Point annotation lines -
— Start —

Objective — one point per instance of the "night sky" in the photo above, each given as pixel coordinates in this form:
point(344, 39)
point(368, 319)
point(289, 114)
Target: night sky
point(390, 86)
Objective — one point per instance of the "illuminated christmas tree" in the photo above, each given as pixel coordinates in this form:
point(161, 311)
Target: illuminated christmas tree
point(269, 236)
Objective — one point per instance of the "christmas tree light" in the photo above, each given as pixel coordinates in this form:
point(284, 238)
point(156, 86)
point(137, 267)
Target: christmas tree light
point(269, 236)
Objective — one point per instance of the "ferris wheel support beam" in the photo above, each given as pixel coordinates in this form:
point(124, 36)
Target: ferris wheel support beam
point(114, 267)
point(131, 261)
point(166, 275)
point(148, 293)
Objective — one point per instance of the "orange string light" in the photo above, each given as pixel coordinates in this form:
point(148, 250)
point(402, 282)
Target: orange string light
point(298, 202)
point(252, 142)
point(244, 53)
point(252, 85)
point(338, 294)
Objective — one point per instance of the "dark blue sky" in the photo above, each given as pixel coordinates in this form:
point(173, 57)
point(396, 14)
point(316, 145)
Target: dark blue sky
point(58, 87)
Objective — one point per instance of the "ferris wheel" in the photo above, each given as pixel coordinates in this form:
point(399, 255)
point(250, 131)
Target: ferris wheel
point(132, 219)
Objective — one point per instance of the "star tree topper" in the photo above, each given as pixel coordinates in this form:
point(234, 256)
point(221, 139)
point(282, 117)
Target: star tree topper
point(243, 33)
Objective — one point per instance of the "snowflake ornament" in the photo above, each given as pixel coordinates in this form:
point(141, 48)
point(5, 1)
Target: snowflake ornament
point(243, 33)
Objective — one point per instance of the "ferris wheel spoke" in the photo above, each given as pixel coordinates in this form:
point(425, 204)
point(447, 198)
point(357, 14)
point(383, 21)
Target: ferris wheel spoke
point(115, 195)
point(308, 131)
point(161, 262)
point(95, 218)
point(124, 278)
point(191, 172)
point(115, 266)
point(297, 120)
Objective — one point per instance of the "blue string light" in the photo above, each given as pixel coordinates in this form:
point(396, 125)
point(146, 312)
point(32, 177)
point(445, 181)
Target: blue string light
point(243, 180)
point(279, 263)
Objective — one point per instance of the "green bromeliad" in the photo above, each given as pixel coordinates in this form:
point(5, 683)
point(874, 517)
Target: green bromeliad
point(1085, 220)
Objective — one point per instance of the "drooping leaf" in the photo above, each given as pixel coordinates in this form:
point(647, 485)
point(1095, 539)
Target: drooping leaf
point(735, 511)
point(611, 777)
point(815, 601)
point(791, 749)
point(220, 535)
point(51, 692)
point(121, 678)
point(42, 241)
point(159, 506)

— End —

What you should do - Can you put all the lines above into a numbered list, leaving out any blank lines?

Exercise output -
1. Objective — one point per instance of the "night sky" in the photo above, each given as pixel coordinates in this form:
2. point(344, 39)
3. point(368, 319)
4. point(289, 114)
5. Target: night sky
6. point(390, 86)
7. Objective — one point per instance of the "illuminated christmas tree" in the photo above, each given as pixel coordinates in this form:
8. point(161, 311)
9. Target: illuminated christmas tree
10. point(269, 236)
11. Objective — one point per instance of the "christmas tree light" in the photo above, each given as pixel coordinates in this form:
12. point(284, 238)
13. point(156, 86)
14. point(137, 267)
15. Target: christmas tree light
16. point(269, 236)
17. Objective — one point per instance of the "ferris wheel support beam" in the photo above, each given as pixel coordinates in this form:
18. point(124, 36)
19. Target: ferris wheel support beam
20. point(114, 267)
21. point(131, 261)
22. point(166, 275)
23. point(148, 293)
24. Objective — one point per instance of the "orange string light" in the photo above, each given as pixel coordinates in this form:
25. point(148, 250)
26. point(402, 282)
27. Target: orange string light
28. point(298, 202)
29. point(252, 142)
30. point(244, 53)
31. point(252, 85)
32. point(338, 294)
33. Objective — one point per instance of the "dark blue sky" in the photo above, each given as pixel coordinates in this form:
34. point(173, 57)
35. point(396, 14)
36. point(316, 145)
37. Target: dark blue sky
38. point(58, 87)
39. Objective — one point per instance of the "ferris wheel" in the photo above, each given as pixel coordinates in this form:
40. point(399, 255)
41. point(250, 131)
42. Target: ferris wheel
43. point(132, 219)
44. Objective — one point per instance of the "star tree topper" in the photo above, each given as pixel coordinates in this form:
45. point(234, 256)
46. point(221, 139)
47. point(282, 117)
48. Target: star tree topper
49. point(243, 33)
50. Objective — one point per instance of the "snowflake ornament" in the photo above, each given as pixel coordinates in this form:
51. point(141, 48)
52. point(5, 1)
53. Target: snowflake ornament
54. point(243, 33)
55. Objective — one point per instance of the "ferris wheel spoke" in the photo above, each given as pixel coordinates in this form:
56. point(425, 204)
57. point(447, 198)
58. point(357, 14)
59. point(383, 21)
60. Target: ferris wheel spoke
61. point(115, 195)
62. point(308, 131)
63. point(161, 262)
64. point(95, 218)
65. point(124, 278)
66. point(191, 172)
67. point(115, 266)
68. point(297, 120)
69. Objective — one point per instance of the "blue string light" in the photo above, each given as pixel coordinates in this form:
70. point(396, 125)
71. point(146, 312)
72. point(32, 177)
73. point(445, 181)
74. Target: blue string light
75. point(243, 180)
76. point(279, 263)
77. Objective — one point per instance of the "green bromeliad" in the photo above, each given as pixel coordinates in this form:
78. point(5, 683)
79. point(874, 517)
80. Target: green bromeliad
81. point(1085, 220)
82. Objective — one point per instance of the "drooping leaf" in the photo above, each given as pixel coordinates in this form:
83. point(647, 485)
84. point(1095, 539)
85. Target: drooping leaf
86. point(735, 511)
87. point(611, 777)
88. point(815, 601)
89. point(791, 749)
90. point(220, 535)
91. point(51, 692)
92. point(121, 678)
93. point(42, 241)
94. point(159, 506)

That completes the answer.